- [Отрывок]:
□ □ □ □ □ □ □

Вблизи сильных мира сего
Шрифт:
20 октября 1965 года.
Вечер. Только вернулся из Дома литераторов, где отмечали 50-летие С.С. Смирнова – автора нашумевшей книги "Брестская крепость". Впечатление грустное и удручающее. Слишком много елея и ненужных слов (они всегда на юбилеях, и не в этом дело!), главное – поток неискренности. Речи бесцветные, на трибуне – близкие люди. Лишь два-три человека говорили просто. А затем подходили к юбиляру, жали руку, целовали. Так сделал молодой художник Илья Глазунов. Он сказал одно предложение: "Мы, молодые художники Москвы, очень любим вас." И подарил картину "Лунная девушка".
Открыл вечер генерал Горбатов, автор нашумевших воспоминаний. Краснорожий, с ёжиком белых волос и топорной фигурой и таким же языком. Почти до конца вечера я не знал, кто это, и негодовал. Откуда такой солдафон? Не может связать двух слов. Говорит неуклюже и стандартно. А его фраза: "Мы победили в войне благодаря гениальному руководству" – меня доконала. Сидел понурив голову, опустив глаза…
Даже когда узнал, что это Горбатов, потеплел ненамного, а почему-то сразу подумал: "Значит, его воспоминания писал кто-то из новомировцев. Сам вряд ли мог". Рад буду ошибиться, но, боюсь, это так. Ведь, когда он вёл вечер, то всё время путал фамилии, обливался потом и являл сплошную жалость человека, взявшегося не за своё дело.

□ □ □ □ □ □ □

- [Исходные данные]:
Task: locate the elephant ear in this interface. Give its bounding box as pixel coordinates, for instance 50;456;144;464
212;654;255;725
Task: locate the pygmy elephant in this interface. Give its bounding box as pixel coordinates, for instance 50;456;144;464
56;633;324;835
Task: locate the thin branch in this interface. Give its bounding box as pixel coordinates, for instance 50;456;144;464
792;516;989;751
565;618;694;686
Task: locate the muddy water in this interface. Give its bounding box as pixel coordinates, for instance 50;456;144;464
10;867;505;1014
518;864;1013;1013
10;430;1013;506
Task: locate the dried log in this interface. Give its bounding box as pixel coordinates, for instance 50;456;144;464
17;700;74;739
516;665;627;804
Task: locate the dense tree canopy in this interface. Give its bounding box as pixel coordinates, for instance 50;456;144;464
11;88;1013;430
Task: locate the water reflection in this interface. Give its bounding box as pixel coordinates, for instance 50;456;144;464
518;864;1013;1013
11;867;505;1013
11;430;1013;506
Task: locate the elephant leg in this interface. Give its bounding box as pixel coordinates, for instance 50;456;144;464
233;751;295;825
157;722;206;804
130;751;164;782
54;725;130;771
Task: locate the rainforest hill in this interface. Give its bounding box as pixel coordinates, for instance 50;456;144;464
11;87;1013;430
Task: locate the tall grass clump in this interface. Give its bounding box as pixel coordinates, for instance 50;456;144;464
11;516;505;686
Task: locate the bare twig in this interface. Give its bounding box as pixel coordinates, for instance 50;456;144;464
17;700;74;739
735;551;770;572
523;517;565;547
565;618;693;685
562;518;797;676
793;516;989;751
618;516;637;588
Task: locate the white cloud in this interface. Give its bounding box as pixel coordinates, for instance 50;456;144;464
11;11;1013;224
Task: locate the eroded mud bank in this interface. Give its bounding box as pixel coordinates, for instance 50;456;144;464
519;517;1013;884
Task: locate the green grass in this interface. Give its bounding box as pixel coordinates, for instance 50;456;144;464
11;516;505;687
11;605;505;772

□ □ □ □ □ □ □

- [Задание A]: Назовите всех людей, которые упомянуты по фамилии в записи о юбилее Смирнова.
- [Задание B]: Какую картину подарил юбиляру Илья Глазунов, судя по записи о юбилее Смирнова?
- [Задание C]: Продолжите запись о юбилее Смирнова дальше, после последней фразы.

- [Ответ A]: С.С. Смирнов, Илья Глазунов, генерал Горбатов

- [Ответ B]: Картину «Лунная девушка».

- [Ответ C]:
Но главный мой рассказ о Твардовском. Увидел его и разволновался, да так, что, возможно, и неприязнь к Горбатову от этого…
Я встречал Александра Трифоновича более десяти лет назад в Сталинграде, во время строительства Волго-Дона или ГЭС. С тех пор мне казалось, что видел я Твардовского и позже (а это – фото, портреты в газетах и журналах!). И в моём сознании оставался всё тот же живой Твардовский, каким он запомнился в Сталинграде.
Но сегодня он был иным. Это уже старый, почти совершенно седой человек с измученным и, наверное, испитым лицом. Оно у него не стариковское (молодят глаза!), а лицо потрёпанного актёра, с нездоровой полнотой. И только глаза! Они совсем из другой жизни!
В президиум он выходил в толпе, пятым или шестым, вслед за Жуковым. По крайней мере, сел рядом с ним. Сидел молча, испытывая неудобства от слепящих юпитеров. Но ещё большее неудобство, как мне показалось, от пустых стандартно-льстивых слов ораторов.
Вяло и неохотно хлопал, видимо, боясь выделиться среди других. Раза два невольно усмехнулся, когда юбилейный елей перехлёстывал через край. Но всё его существо и особенно глаза (я сидел близко) говорили: "Ну, зачем же так? Зачем столь неискренне? Зачем врать? Ведь противно же?"
Мне кажется, я понимал его, и это рождало во мне тот же протест: "Всё враньё и ложь. Уймитесь! Юбиляр, конечно, сделал большое гражданское дело, вернул героев Брестской крепости. Он хороший человек, и поэтому Твардовский пришёл. Но зачем говорить то, чего нет, зачем призывать в свидетели литературу, зачем обзывать его талантливым писателем, драматургом и прочее… Зачем лгать в глаза?"
Минут 20–25 Александр Трифонович сидел в президиуме, борясь с собой, а потом не выдержал. Рядом с ним, ближе к выходу, — заместитель министра культуры Кузнецов, здоровый, быкообразный и крепкий, как свежий пень, детина.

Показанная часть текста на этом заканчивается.